Aim of the task: Using the entries below, output exactly the line containing "Where can the tank gun barrel be seen here?" and all lines that follow it to the end.
•••••
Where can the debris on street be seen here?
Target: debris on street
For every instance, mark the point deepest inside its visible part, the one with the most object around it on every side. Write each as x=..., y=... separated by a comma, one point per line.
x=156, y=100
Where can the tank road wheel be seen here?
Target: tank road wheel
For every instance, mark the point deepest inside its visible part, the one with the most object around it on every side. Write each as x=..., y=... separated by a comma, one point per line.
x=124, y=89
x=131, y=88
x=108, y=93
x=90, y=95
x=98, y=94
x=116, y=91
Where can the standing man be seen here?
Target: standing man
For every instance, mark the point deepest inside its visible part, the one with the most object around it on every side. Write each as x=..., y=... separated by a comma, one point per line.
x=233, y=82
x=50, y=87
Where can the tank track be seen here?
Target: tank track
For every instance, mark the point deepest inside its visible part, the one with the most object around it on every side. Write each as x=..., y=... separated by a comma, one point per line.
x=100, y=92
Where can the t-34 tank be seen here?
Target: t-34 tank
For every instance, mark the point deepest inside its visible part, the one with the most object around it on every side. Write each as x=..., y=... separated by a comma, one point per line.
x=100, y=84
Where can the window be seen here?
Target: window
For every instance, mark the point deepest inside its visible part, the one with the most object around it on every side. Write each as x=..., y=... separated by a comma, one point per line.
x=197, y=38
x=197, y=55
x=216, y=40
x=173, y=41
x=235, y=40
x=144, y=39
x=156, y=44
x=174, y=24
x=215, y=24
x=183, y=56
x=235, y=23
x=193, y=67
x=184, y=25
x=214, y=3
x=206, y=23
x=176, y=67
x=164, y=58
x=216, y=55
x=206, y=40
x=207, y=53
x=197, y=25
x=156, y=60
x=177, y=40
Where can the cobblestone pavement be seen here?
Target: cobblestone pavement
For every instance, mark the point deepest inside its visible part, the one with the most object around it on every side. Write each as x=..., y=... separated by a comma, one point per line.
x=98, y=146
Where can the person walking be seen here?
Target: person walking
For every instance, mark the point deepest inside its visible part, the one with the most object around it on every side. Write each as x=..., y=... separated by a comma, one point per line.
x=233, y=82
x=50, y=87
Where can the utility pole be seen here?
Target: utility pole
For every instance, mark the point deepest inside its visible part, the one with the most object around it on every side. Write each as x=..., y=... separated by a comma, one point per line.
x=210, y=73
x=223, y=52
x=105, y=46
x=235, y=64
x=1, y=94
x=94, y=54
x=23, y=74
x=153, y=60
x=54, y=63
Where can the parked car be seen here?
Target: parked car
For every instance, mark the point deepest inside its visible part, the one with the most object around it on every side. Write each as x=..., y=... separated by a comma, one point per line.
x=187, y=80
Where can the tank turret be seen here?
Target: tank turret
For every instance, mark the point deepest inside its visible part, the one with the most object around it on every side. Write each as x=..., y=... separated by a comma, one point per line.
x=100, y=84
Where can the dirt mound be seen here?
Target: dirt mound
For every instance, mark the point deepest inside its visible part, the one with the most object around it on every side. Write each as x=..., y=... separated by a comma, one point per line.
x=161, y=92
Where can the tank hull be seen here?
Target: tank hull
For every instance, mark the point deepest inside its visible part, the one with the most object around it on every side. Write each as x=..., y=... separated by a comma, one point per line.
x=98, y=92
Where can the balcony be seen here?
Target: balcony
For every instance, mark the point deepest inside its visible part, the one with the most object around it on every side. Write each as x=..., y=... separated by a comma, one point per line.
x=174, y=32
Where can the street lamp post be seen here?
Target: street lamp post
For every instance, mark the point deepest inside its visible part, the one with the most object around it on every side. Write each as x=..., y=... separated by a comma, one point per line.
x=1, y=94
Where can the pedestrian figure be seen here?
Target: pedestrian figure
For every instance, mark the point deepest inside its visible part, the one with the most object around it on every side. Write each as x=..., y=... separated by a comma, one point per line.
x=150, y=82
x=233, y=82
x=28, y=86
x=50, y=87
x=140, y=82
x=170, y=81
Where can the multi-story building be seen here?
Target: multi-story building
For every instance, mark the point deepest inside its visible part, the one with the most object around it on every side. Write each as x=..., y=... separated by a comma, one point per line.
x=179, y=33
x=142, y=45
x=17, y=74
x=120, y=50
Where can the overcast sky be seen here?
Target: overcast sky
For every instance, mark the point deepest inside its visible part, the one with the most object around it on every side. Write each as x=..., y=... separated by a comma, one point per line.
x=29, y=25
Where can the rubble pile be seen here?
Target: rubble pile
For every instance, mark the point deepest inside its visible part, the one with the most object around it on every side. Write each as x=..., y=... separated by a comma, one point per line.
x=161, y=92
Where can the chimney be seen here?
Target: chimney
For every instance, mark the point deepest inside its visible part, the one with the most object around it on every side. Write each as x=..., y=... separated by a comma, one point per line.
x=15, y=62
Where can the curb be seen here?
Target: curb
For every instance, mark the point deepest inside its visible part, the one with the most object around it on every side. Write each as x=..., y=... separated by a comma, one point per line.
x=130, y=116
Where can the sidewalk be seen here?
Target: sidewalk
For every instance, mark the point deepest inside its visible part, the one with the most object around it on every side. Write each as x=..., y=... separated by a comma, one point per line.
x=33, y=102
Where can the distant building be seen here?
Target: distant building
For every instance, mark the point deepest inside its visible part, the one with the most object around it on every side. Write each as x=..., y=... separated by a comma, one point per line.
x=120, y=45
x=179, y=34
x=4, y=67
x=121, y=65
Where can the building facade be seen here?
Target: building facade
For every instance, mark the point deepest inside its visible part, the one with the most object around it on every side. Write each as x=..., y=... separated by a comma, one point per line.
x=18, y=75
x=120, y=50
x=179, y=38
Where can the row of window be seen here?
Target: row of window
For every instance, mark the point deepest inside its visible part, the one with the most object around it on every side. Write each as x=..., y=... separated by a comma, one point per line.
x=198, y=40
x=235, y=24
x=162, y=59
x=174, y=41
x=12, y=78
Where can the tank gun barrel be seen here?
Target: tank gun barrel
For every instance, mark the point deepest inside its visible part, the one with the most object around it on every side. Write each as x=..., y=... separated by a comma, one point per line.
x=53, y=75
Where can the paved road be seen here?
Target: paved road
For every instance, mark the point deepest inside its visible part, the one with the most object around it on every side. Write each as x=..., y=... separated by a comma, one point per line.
•••••
Output for this task:
Where can the tank gun barrel be seen here?
Target: tank gun barrel
For every instance, mark the point deepest inside its visible part, the one with the most object around it on every side. Write each as x=..., y=... separated by a comma, one point per line.
x=53, y=75
Where can the paved road be seen here?
Target: paved road
For every instance, mark the point deepest inside its visible part, the one with the most object around it on every side. Write each as x=..., y=... separated by a comma, one point per line.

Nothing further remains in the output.